__PROBLEM DESCRIPTION__
Each entry must be returned exactly. None may be omitted.

GIVEN ENTRIES START

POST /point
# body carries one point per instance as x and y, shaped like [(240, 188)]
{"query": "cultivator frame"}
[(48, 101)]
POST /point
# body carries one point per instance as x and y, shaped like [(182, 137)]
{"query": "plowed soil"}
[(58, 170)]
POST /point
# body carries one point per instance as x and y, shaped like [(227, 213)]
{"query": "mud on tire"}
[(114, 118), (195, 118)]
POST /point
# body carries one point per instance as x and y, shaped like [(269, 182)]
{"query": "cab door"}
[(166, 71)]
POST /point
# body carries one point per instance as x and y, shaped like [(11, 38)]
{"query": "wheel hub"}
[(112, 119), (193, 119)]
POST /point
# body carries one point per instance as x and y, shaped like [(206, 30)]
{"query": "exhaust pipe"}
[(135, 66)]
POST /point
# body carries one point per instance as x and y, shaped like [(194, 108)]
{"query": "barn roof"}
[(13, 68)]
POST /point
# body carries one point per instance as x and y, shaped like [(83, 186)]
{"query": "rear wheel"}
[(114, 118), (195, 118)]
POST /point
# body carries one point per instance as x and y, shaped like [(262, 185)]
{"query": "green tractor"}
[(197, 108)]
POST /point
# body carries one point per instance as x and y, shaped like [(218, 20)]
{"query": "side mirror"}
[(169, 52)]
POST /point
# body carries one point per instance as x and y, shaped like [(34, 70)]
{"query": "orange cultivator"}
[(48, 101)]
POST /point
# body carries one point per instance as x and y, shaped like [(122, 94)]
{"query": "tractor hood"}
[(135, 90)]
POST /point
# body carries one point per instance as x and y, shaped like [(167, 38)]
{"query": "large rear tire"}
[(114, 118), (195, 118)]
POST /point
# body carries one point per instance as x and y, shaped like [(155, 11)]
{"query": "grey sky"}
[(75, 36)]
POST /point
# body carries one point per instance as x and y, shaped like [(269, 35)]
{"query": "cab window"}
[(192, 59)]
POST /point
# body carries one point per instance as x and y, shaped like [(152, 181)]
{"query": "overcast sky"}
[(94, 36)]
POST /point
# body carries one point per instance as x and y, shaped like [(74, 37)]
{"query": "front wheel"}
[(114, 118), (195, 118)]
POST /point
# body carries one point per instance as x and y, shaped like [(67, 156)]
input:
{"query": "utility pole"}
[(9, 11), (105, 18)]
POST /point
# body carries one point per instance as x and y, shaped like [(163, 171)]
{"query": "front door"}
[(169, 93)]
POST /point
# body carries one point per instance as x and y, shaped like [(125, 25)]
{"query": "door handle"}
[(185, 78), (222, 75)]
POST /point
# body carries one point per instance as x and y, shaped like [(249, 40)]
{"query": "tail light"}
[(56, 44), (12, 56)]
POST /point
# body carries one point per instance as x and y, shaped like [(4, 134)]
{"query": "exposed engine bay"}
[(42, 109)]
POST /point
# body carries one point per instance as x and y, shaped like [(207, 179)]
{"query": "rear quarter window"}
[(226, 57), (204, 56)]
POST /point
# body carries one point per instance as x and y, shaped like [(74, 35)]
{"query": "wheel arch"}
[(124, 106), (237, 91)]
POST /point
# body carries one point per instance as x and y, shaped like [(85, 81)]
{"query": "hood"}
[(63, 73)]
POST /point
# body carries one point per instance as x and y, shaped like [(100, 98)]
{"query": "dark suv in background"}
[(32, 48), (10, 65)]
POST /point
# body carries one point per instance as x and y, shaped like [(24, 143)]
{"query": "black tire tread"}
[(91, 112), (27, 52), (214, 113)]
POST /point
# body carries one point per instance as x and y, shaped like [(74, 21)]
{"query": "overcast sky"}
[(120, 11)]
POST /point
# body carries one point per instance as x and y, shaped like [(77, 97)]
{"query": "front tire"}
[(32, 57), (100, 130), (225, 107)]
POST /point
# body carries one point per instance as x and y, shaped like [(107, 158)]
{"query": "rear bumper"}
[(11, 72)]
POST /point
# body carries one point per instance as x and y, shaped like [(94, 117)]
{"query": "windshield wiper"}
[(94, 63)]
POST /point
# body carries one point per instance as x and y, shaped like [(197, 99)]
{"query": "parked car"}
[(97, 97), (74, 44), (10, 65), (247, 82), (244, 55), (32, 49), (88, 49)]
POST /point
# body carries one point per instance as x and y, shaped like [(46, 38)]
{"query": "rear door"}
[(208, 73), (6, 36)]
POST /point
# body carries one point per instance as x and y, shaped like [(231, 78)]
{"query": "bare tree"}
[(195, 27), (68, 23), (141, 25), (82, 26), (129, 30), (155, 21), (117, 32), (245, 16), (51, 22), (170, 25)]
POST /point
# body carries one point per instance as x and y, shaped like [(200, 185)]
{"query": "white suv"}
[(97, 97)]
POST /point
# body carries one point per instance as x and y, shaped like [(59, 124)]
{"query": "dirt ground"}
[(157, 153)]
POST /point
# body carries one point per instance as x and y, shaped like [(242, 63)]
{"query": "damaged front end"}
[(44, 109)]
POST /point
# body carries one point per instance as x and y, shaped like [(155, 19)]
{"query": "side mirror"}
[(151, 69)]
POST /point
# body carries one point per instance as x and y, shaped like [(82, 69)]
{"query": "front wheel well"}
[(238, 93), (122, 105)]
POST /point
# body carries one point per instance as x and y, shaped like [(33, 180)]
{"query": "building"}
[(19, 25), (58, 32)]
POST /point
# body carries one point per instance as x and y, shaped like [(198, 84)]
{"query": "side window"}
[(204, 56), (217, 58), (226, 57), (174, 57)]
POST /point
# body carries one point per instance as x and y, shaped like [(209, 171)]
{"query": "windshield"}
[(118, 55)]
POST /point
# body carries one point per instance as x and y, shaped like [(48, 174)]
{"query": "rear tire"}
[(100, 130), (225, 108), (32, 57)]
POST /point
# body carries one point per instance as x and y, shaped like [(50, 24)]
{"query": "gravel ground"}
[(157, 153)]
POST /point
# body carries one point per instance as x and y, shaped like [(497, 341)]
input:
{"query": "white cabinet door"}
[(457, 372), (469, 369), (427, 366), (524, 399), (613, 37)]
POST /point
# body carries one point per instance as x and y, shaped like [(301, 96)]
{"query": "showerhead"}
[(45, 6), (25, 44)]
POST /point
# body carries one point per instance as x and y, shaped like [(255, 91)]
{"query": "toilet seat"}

GIVEN ENTRIES END

__RESULT__
POST /point
# body carries one point per instance as x and y, shaped like [(240, 188)]
{"query": "cultivator frame"}
[(48, 101)]
POST /point
# body carries one point per instance as x and y, shaped like [(182, 137)]
{"query": "plowed soil"}
[(58, 170)]
POST /point
# body carries one point per instance as x and y, shaped like [(227, 213)]
{"query": "mud on tire"}
[(114, 118), (195, 118)]
POST /point
# body carries one point per instance as x and y, shaped like [(269, 182)]
{"query": "cab door"}
[(166, 71)]
POST /point
# body carries one point per instance as x and y, shaped like [(11, 38)]
{"query": "wheel hub"}
[(112, 119), (193, 119)]
POST /point
# body carries one point per instance as x and y, shaped like [(206, 30)]
{"query": "exhaust pipe"}
[(135, 66)]
POST /point
# body carries one point per instance as x and y, shaped like [(194, 108)]
{"query": "barn roof"}
[(13, 68)]
POST /point
# body carries one point per instance as x and y, shaped like [(83, 186)]
{"query": "rear wheel"}
[(114, 118), (195, 118)]
POST /point
# body carries one point per instance as x and y, shaped like [(262, 185)]
{"query": "green tractor"}
[(197, 108)]
POST /point
# body carries one point per instance as x and y, shaped like [(218, 20)]
{"query": "side mirror"}
[(169, 52)]
POST /point
# body carries one point per instance as x and y, shaped like [(34, 70)]
{"query": "orange cultivator"}
[(48, 101)]
POST /point
# body carries one point per instance as x and y, shaped like [(122, 94)]
{"query": "tractor hood"}
[(135, 90)]
POST /point
# body carries one point per instance as x and y, shaped like [(167, 38)]
{"query": "large rear tire"}
[(114, 118), (195, 118)]
POST /point
# body carries one point per instance as x and y, shaped like [(155, 11)]
{"query": "grey sky"}
[(75, 36)]
POST /point
# body carries one point per instance as x and y, shaped like [(269, 35)]
{"query": "cab window"}
[(192, 59)]
POST /point
# body carries one point per instance as x and y, shaped like [(152, 181)]
{"query": "overcast sky"}
[(94, 36)]
POST /point
# body carries one point per instance as x and y, shaped like [(74, 37)]
{"query": "front wheel"}
[(114, 118), (195, 118)]
POST /point
# body carries one point per instance as x and y, shaped like [(67, 156)]
input:
{"query": "utility pole"}
[(9, 11), (105, 18)]
POST /point
# body carries one point per instance as x and y, shaped like [(163, 171)]
{"query": "front door"}
[(169, 93)]
POST /point
# body carries one point per instance as x and y, shaped like [(125, 25)]
{"query": "door handle"}
[(185, 78), (222, 75)]
POST /point
# body carries one point per instance as x and y, shaped like [(249, 40)]
{"query": "tail light"}
[(56, 44), (12, 56)]
POST /point
# body carries one point per instance as x and y, shaped like [(4, 134)]
{"query": "exposed engine bay"}
[(42, 109)]
POST /point
# body carries one point per instance as x and y, shaped like [(207, 179)]
{"query": "rear quarter window"}
[(226, 57), (204, 56)]
POST /point
# body carries one point per instance as x and y, shaped like [(74, 35)]
{"query": "wheel arch"}
[(124, 106), (237, 91)]
POST /point
# body carries one point per instance as x and y, shaped like [(85, 81)]
{"query": "hood"}
[(63, 73)]
POST /point
# body carries one point per instance as x and y, shaped like [(100, 98)]
{"query": "dark suv in background"}
[(32, 48), (10, 65)]
POST /point
# body carries one point per instance as x and y, shaped like [(24, 143)]
{"query": "black tire tread"}
[(91, 112), (27, 52), (214, 113)]
POST /point
# body carries one point per instance as x and y, shaped like [(74, 21)]
{"query": "overcast sky"}
[(120, 11)]
POST /point
# body carries one point per instance as x and y, shaped like [(77, 97)]
{"query": "front tire"}
[(32, 57), (100, 130), (225, 107)]
POST /point
# body carries one point per instance as x and y, shaped like [(107, 158)]
{"query": "rear bumper"}
[(11, 72)]
POST /point
# body carries one point per instance as x and y, shaped like [(94, 117)]
{"query": "windshield wiper"}
[(94, 63)]
POST /point
# body carries one point per instance as x and y, shaped like [(197, 99)]
{"query": "parked car"}
[(97, 97), (74, 44), (10, 65), (247, 82), (244, 55), (32, 49), (88, 49)]
POST /point
# body carries one point per instance as x and y, shaped like [(46, 38)]
{"query": "rear door"}
[(208, 73), (6, 36)]
POST /point
# body carries one point per instance as x and y, shaped like [(231, 78)]
{"query": "bare tree"}
[(195, 27), (68, 23), (141, 25), (82, 26), (129, 30), (155, 21), (117, 32), (245, 16), (51, 22), (170, 25)]
POST /point
# body carries one point per instance as x and y, shaped like [(200, 185)]
{"query": "white suv"}
[(97, 97)]
POST /point
# body carries one point per instance as x and y, shaped like [(59, 124)]
{"query": "dirt ground"}
[(157, 153)]
POST /point
# body carries one point per instance as x and y, shaped like [(242, 63)]
{"query": "damaged front end"}
[(44, 109)]
POST /point
# body carries one point per instance as x and y, shaped like [(155, 19)]
{"query": "side mirror"}
[(151, 69)]
POST /point
# body carries one point per instance as x and y, shaped like [(82, 69)]
{"query": "front wheel well"}
[(238, 93), (122, 105)]
POST /point
# body carries one point per instance as x and y, shaped like [(33, 180)]
{"query": "building"}
[(19, 25), (58, 32)]
POST /point
# body carries one point per instance as x and y, shaped like [(198, 84)]
{"query": "side window"}
[(204, 56), (217, 58), (226, 57), (174, 57)]
POST /point
# body carries one point per instance as x and y, shaped like [(209, 171)]
{"query": "windshield"}
[(118, 55)]
POST /point
# body carries one point per instance as x and y, shaped like [(48, 174)]
{"query": "rear tire"}
[(100, 130), (225, 108), (32, 57)]
POST /point
# body carries one point per instance as x and y, shaped like [(50, 24)]
{"query": "gravel ground"}
[(157, 153)]
POST /point
# body carries one point per instance as x and y, shaped like [(497, 341)]
input:
{"query": "white cabinet door"}
[(457, 372), (469, 369), (427, 366), (524, 399), (613, 37)]
POST /point
# body carries one point per instance as x and y, shaped like [(301, 96)]
{"query": "showerhead"}
[(45, 6), (25, 44)]
POST /point
# body carries one point per instance as x and y, shaped like [(255, 91)]
{"query": "toilet seat"}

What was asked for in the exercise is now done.